How to Live .org

Tuesday, July 24, 2007

Another batch of quotations I like (and therefore you also must like)...
"I swore never to be silent whenever human beings endure suffering and humiliation. We must always take sides. Neutrality helps the oppressor, never the victim. Silence encourages the tormentor, never the tormented." - Elie Wiesel
"Once the game is over, the king and the pawn go back in the same box." - Anonymous
"The best things in life aren't things." - Art Buchwald
"Twenty years from now you will be more disappointed by the things you didn't do than by the ones you did do. So throw off the bowlines. Sail away from the safe harbor. Catch the trade winds in your sails. Explore. Dream. Discover." - Mark Twain
"To love and be loved is to feel the sun from both sides." - David Viscott

Friday, July 20, 2007

For those of you who have not seen this, what follows is supposedly an essay written by someone applying to get into NYU. Even if this guy is exaggerating a little and only did half of what he claims, he still seems like the kind of guy I'd like to hang out with.
IN ORDER FOR THE ADMISSIONS STAFF OF OUR COLLEGE TO GET TO KNOW YOU, THE APPLICANT, BETTER, WE ASK THAT YOU ANSWER THE FOLLOWING QUESTION: ARE THERE ANY SIGNIFICANT EXPERIENCES YOU HAVE HAD, OR ACCOMPLISHMENTS YOU HAVE REALIZED, THAT HAVE HELPED TO DEFINE YOU AS A PERSON?
I am a dynamic figure, often seen scaling walls and crushing ice. I have been known to remodel train stations on my lunch breaks, making them more efficient in the area of heat retention. I translate ethnic slurs for Cuban refugees, I write award-winning operas, I manage time efficiently. Occasionally, I tread water for three days in a row.
I woo women with my sensuous and godlike trombone playing, I can pilot bicycles up severe inclines with unflagging speed, and I cook Thirty-Minute brownies in twenty minutes. I am an expert in stucco, a veteran in love, and an outlaw in Peru.

────────────────

What is asked
a. According to the blog page, why does the college ask applicants to answer its question about significant experiences and accomplishments?
b. In the blog page, which school was the essay supposedly written to get into?

────────────────

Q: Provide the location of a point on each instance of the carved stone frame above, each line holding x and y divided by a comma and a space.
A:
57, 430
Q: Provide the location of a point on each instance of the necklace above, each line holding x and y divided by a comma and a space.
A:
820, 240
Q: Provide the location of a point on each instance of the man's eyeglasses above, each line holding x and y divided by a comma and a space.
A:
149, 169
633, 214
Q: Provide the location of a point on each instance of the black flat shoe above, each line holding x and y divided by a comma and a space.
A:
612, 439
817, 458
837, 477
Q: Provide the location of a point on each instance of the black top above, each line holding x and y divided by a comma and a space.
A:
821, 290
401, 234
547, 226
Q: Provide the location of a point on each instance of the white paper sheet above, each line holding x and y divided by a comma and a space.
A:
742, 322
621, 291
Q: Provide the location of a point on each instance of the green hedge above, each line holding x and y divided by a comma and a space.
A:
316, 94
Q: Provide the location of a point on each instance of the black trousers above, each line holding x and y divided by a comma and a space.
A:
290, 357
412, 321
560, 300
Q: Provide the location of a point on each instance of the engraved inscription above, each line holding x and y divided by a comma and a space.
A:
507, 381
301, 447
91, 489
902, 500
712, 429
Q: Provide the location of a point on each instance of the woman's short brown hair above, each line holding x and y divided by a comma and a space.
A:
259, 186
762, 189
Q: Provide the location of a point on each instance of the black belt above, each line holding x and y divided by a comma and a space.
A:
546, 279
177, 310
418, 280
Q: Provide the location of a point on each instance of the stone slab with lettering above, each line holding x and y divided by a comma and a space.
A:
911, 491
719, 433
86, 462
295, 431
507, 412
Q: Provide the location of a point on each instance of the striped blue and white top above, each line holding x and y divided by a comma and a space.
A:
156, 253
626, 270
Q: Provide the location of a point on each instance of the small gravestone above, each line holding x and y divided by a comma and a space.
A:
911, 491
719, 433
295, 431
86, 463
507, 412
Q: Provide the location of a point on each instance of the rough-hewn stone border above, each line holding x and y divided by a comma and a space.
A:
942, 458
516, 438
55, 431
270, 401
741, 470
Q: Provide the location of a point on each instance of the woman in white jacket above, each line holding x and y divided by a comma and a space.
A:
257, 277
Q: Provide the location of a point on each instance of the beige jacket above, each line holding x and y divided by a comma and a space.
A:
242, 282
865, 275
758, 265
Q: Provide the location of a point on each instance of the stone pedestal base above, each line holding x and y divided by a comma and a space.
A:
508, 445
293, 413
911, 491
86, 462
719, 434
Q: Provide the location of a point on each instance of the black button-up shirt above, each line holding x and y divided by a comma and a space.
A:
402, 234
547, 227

────────────────

Task-by-task results
a. The college asks so that its admissions staff can get to know the applicant better.

b. NYU